以下のリスト全体を一字一句そのまま書き写してもらえますか？画像は含めないでください。
--- 提供資料 ---
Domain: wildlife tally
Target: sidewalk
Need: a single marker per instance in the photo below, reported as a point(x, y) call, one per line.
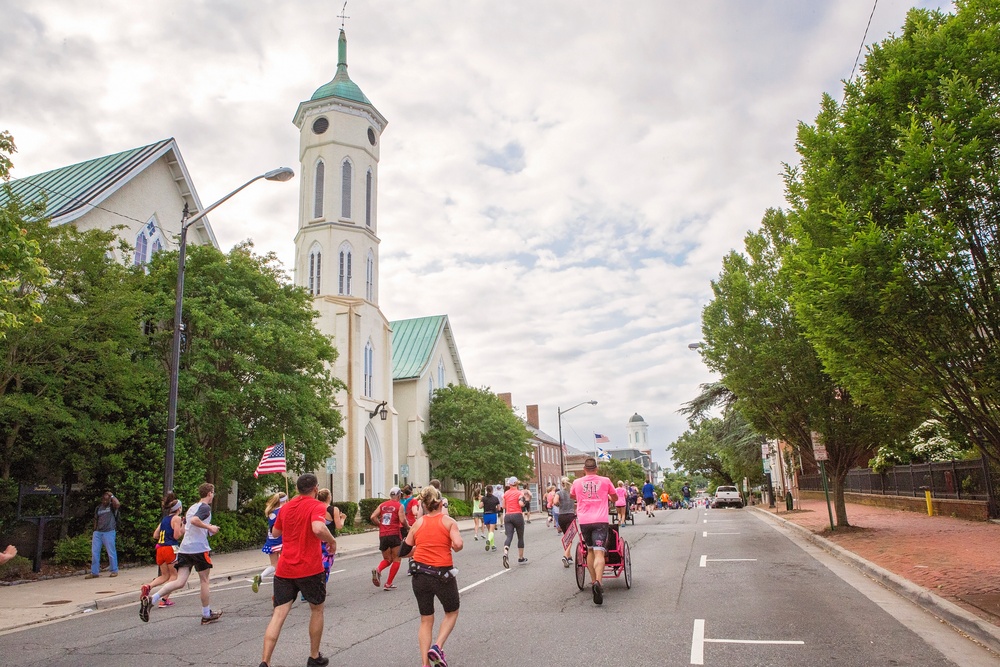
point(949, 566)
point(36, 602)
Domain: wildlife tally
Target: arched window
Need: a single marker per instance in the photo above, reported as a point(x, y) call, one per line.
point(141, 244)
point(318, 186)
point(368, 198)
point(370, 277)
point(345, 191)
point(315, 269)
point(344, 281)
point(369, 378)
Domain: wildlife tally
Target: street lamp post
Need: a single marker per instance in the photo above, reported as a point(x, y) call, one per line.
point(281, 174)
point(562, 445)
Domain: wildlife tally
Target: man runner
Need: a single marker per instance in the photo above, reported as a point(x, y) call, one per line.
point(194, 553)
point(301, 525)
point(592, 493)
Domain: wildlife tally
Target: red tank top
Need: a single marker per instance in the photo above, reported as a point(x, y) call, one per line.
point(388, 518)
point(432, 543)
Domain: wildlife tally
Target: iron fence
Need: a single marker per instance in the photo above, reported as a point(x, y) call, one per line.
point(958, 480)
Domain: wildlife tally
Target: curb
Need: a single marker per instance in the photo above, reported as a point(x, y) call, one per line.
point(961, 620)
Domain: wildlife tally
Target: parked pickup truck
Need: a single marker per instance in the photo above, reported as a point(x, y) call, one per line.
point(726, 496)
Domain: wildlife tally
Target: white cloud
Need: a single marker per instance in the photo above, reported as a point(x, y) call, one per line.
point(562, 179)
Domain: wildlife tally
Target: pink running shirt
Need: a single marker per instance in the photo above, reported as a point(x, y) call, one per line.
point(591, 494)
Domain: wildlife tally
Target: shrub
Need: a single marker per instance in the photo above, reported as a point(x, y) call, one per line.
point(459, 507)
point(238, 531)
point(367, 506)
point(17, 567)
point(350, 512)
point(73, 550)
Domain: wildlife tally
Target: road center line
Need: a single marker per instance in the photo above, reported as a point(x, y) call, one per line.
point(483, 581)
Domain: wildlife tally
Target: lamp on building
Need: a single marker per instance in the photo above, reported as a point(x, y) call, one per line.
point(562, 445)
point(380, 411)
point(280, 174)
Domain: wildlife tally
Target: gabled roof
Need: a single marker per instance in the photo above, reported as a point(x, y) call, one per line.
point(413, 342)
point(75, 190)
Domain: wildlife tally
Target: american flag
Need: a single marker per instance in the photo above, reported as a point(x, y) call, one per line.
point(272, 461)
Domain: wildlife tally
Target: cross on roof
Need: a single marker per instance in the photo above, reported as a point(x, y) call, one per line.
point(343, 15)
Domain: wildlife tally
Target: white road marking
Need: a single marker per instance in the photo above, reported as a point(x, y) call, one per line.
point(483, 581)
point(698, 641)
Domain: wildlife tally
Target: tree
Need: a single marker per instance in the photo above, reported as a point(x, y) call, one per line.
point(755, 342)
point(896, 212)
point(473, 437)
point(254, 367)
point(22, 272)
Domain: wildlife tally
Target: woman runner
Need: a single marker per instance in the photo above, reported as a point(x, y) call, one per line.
---
出力結果
Domain: wildlife tally
Target: sidewalk
Need: a single marker per instance in the photo below, reported as a point(x, y) call, one per line.
point(949, 566)
point(36, 602)
Domain: wildlife tally
Target: arched window
Need: a single marker per instance in the photo above, reported as a point(x, y) call, one per line.
point(141, 244)
point(318, 186)
point(368, 198)
point(370, 277)
point(345, 191)
point(315, 269)
point(344, 281)
point(369, 378)
Domain: wildlife tally
Target: street lamp post
Need: a single marker per instance in the photo above, reported as a point(x, y) call, one per line.
point(281, 174)
point(562, 445)
Domain: wildlife tally
Target: man runner
Need: a single marker per instance in the photo above, reported as a point(x, y) call, one per line.
point(194, 553)
point(301, 525)
point(592, 493)
Domain: wildlife tally
Target: red tank top
Need: a single marker per instance in the photo above, reported as a point(x, y) call, one per line.
point(388, 518)
point(432, 543)
Domain: wildlife tally
Target: iron fence
Need: a single marker per instance in the photo above, reported as a point(x, y) call, one per line.
point(958, 480)
Domain: wildlife tally
Target: curb
Need: a single marker per instance in the photo above, reported as a point(x, y) call, one per line.
point(961, 620)
Domain: wildlife tally
Target: parked pickup truck
Need: a single marker per instance in the photo above, reported as a point(x, y) call, one per line.
point(726, 496)
Domain: wildlife tally
Target: white cloud
Need: a single marker per instance in the photo above, reported as a point(x, y) call, one per line.
point(562, 179)
Domain: wildlife tally
Target: pink running shirt
Need: a single marker per instance in the photo above, reported as a point(x, y) call, one per line.
point(591, 494)
Domain: wildlife tally
Target: shrub
Need: a single marker per instance in the photo above, reported as a point(x, y) call, one per line.
point(459, 507)
point(238, 531)
point(367, 506)
point(17, 567)
point(350, 512)
point(73, 550)
Domain: wildlife tally
Target: road center line
Need: a single marker per instance in the photo above, reported as a point(x, y) call, one per line.
point(483, 581)
Domain: wildlife tally
Target: lamp on building
Need: a single marker per instance in the photo above, reported as a point(x, y) call, one per line.
point(562, 445)
point(380, 411)
point(280, 174)
Domain: wildlife tally
Target: gabled roof
Need: a single marker per instance in the photo above, reported as a point(x, y) call, one per line.
point(413, 342)
point(75, 190)
Domain: wildlife tally
Target: american flag
Need: a single marker per instance in the photo above, reported as a point(x, y) call, one per line.
point(272, 461)
Domain: wildlife tally
Target: cross on roof
Need: a single marker per instance in the photo above, reported as a point(x, y) call, one per line.
point(343, 15)
Domain: wildlife tally
Target: white road marking
Need: a single marker per instance in the photo above, reported as a point(x, y) call, one per line.
point(483, 581)
point(698, 641)
Domain: wildlife tally
Target: tree
Need: a single marker per instance in the photo above, reported as a point(x, y) call, one per line.
point(755, 342)
point(896, 212)
point(473, 437)
point(254, 367)
point(22, 272)
Domain: wildlife tally
Target: woman runner
Need: a single marker per instance in the photo above, reported as a point(x, y) call, one per line.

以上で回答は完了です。